::: Extracted information

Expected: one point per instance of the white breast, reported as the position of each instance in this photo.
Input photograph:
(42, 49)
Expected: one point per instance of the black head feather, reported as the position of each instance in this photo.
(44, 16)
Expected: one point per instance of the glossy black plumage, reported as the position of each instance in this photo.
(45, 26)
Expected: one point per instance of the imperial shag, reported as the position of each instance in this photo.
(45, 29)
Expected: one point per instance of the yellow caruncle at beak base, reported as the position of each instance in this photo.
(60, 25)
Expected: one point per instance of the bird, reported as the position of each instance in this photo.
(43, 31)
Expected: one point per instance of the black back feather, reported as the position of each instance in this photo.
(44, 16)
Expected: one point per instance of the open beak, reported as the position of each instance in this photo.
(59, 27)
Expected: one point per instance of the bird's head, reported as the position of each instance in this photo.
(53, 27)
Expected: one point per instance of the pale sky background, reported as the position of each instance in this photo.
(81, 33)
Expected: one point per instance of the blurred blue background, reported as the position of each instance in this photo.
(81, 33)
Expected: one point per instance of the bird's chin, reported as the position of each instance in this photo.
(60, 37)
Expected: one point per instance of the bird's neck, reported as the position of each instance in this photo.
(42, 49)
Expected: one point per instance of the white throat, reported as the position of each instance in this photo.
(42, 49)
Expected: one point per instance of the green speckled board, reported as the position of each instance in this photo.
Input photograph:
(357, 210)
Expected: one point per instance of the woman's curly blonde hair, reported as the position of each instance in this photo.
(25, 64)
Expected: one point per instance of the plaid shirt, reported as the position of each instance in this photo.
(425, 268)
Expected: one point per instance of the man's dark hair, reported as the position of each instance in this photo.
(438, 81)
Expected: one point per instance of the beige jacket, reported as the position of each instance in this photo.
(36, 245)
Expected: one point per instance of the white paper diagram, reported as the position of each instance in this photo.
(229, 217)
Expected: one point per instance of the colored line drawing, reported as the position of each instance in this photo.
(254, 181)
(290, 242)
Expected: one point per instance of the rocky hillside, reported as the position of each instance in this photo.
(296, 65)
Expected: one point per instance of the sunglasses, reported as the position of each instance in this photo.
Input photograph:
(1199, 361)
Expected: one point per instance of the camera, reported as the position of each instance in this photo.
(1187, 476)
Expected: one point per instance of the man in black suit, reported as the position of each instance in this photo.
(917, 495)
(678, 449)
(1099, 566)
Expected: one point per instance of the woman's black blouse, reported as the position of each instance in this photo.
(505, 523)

::::::

• **Your task**
Return the full material exactly.

• **Your response**
Expected: one point per instance of the white breast, reported as the position of each instance in this photo.
Input photograph:
(42, 49)
Expected: one point per instance of the black head feather, reported as the position of each instance in this photo.
(44, 16)
Expected: one point per instance of the glossy black plumage, reported as the position of each instance in this photo.
(45, 26)
Expected: one point per instance of the imperial shag, reported as the position of each instance in this photo.
(45, 29)
Expected: one point per instance of the yellow caruncle at beak base, reported as the position of each instance in this photo.
(60, 25)
Expected: one point per instance of the bird, reported as the position of each instance in this photo.
(43, 31)
Expected: one point per instance of the black back feather, reported as the position of each instance in this photo.
(44, 16)
Expected: one point per instance of the open beak, reported as the position of each instance in this photo.
(59, 27)
Expected: one point per instance of the bird's head, reported as the position of each instance in this photo.
(53, 27)
Expected: one point per instance of the pale sky background, reported as the position of each instance in this photo.
(81, 33)
Expected: one point per instance of the blurred blue background, reported as the position of each instance in this photo.
(81, 33)
Expected: one point per instance of the bird's chin, reported as the position of each instance in this photo.
(60, 37)
Expected: one point per instance of the bird's neck, reported as the position of each instance in this photo.
(42, 49)
Expected: one point per instance of the white throat, reported as the position of each instance in this photo.
(42, 49)
Expected: one point per instance of the green speckled board, reported as the position of each instance in this photo.
Input photograph:
(357, 210)
Expected: one point per instance of the woman's curly blonde hair, reported as the position of each instance in this photo.
(25, 64)
Expected: one point per instance of the plaid shirt, reported as the position of each instance in this photo.
(425, 268)
Expected: one point per instance of the man's dark hair, reported as the position of each instance in this photo.
(438, 81)
Expected: one point per instance of the beige jacket, reported as the position of each instance in this photo.
(36, 245)
Expected: one point per instance of the white paper diagram, reported as the position of each instance in this photo.
(229, 217)
Expected: one point per instance of the colored line drawing, reported as the position of each instance in this photo.
(254, 181)
(290, 242)
Expected: one point per instance of the rocky hillside, reported as the position of each instance in this photo.
(296, 65)
Expected: one point per instance of the sunglasses, reported as the position of each instance in this photo.
Input photograph:
(1199, 361)
Expected: one point per instance of the camera, reported as the position of each instance in this photo.
(1187, 476)
Expected: one point per instance of the man in black suit, reported as the position of each instance in this photo.
(917, 495)
(678, 449)
(1099, 566)
Expected: one point per instance of the woman's black blouse, reported as the position of each instance in this photo.
(505, 523)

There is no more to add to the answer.